◆ PASSAGE PROVIDED ◆
Boy, you know I’m 25 and I have to admit that I’m awfully jealous as well.
I read a few years ago that the cardiovascular system simply becomes less effective/efficient at extracting oxygen. VO2 max goes way down, meaning the ability to transport and utilize oxygen decreases markedly. I’ve also read that there is no way to counter this process, although it can be slowed, through training. The general theme was that folks can still do endurance events, but their times inexorably slow. And while I won’t argue with that deterministic model, the same thing used to be said about the inability to change VO2 max.
That’s correct, Carnac the Magnificent!. I’d forgot about that. Then it’s a combination of the decrease in VO2 and degradation of the fast twitch muscles.
One important cause is something called Advanced Glycosylation End-product (appropriately acronymed AGE) crosslinks. As I understand it, your typical protein in the body has a number of sugar molecules attached to them. This is normal and indeed required for the protein to do its job. But when one protein attaches itself to the sugar of another protein, you get what’s called an AGE crosslink. These accumulate as you get older and the more a given tissue has, the stiffer it is.
There is a drug named Alagebrium that will break AGE crosslinks, but I believe it’s still in trials. It’s made by a company called Alteon and is also known by its code name ALT-711. I understand that ALT-711 will also remove scar tissue and calluses and makes skin very soft.
Some of the stiffness (and possibly some of the cardiovascular consequences) of aging may be due to accumulation of chemically modified proteins (and DNA) in the body.
The classic example occurs with glucose which non-enzymatically, and irreversibly, bonds (randomly) to amino groups of proteins. This phenomenon underlies the use of the hemoglobin A1 test diabetes (where the glucose has bonded to the amino groups of hemoglobin).

◆ STUDY QUESTIONS ◆
[1] In the passage on aging and AGE crosslinks, what code name is the drug Alagebrium also known by?
[2] Extend the passage on aging and AGE crosslinks, picking up after its last sentence about the hemoglobin A1 test.

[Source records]
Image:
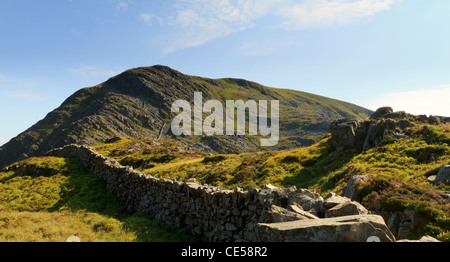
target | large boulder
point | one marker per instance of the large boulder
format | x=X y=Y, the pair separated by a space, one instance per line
x=346 y=209
x=443 y=176
x=381 y=112
x=423 y=239
x=333 y=199
x=339 y=229
x=350 y=190
x=344 y=132
x=278 y=214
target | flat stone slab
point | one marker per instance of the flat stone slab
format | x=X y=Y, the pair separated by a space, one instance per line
x=357 y=228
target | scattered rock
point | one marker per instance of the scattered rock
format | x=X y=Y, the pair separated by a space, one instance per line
x=350 y=190
x=423 y=239
x=434 y=120
x=346 y=209
x=339 y=229
x=333 y=200
x=381 y=112
x=278 y=214
x=112 y=140
x=443 y=176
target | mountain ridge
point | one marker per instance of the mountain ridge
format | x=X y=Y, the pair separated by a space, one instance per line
x=137 y=103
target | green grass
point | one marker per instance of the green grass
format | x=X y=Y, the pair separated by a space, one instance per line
x=50 y=199
x=397 y=171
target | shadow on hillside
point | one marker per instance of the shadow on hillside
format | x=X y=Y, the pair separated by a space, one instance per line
x=86 y=192
x=319 y=170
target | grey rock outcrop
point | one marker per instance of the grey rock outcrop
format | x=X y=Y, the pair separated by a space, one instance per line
x=353 y=135
x=340 y=229
x=426 y=239
x=382 y=111
x=443 y=176
x=346 y=209
x=228 y=215
x=350 y=190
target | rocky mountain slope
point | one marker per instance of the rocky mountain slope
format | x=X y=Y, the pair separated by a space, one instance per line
x=137 y=103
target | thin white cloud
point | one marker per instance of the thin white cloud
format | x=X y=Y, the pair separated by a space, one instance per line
x=323 y=13
x=27 y=95
x=147 y=18
x=263 y=47
x=92 y=72
x=196 y=22
x=4 y=78
x=426 y=101
x=201 y=21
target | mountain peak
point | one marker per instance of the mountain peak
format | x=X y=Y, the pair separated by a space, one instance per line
x=137 y=103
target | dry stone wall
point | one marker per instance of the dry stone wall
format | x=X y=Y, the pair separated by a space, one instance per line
x=230 y=215
x=212 y=212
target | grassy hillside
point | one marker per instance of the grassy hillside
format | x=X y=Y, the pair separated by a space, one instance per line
x=137 y=103
x=49 y=199
x=397 y=169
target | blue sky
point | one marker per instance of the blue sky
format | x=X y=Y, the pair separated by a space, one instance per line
x=369 y=52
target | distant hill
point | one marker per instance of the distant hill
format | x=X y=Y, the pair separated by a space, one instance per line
x=137 y=103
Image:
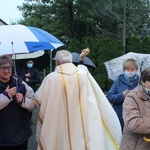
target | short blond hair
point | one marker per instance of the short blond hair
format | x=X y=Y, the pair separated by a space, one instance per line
x=130 y=62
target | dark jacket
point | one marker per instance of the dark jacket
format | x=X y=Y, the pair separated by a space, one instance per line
x=14 y=120
x=34 y=79
x=115 y=94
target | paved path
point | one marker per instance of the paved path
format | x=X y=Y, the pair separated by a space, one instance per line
x=32 y=144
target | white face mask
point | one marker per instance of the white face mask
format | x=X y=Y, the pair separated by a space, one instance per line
x=130 y=74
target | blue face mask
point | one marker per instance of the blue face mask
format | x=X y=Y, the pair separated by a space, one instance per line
x=30 y=65
x=130 y=74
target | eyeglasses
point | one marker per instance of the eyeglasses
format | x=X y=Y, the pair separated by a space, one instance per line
x=5 y=68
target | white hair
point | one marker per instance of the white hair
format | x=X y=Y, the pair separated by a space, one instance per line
x=63 y=56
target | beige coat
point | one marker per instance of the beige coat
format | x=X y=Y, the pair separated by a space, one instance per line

◆ RESPONSES BY TASK ◆
[1] ALT-711

[2]
In any case, when glucose binds to proteins the effect is to invariably alter their function for the worse. In the case of collagen (found in skin and bone and the lining of blood vessels), glycated-collagen is formed and it is weaker and less flexible than the unaltered protein.
Since all of us have glucose in our blood (not just diabetics), all of us will form these glucose-protein compounds. The longer we go on, the more of them we form. If we have high blood sugar, we form even more.
A nasty epiphenomenon occurs when one glucose-protein cross links with another, i.e. protein-glucose + glucose-protein ==> protein-glucose-protein. The sequence repeats and you wind up with large “networks” of the stuff (which resists degradation). Ultimately, large quantities of these advanced glycation end-products accumulate. Note the natural acronym: AGE’s
In addition to direct “gumming up” effects, these AGE’s can also elicit an immune response as well as acting as signals for various scavenger and blood vessel wall cells to do destructive things.
Unfortunately, most of the web pages on the net about this seem to be from commercial sites and are useless.
dtilque: Sorry, didn’t see your post. It came while I was composing mine.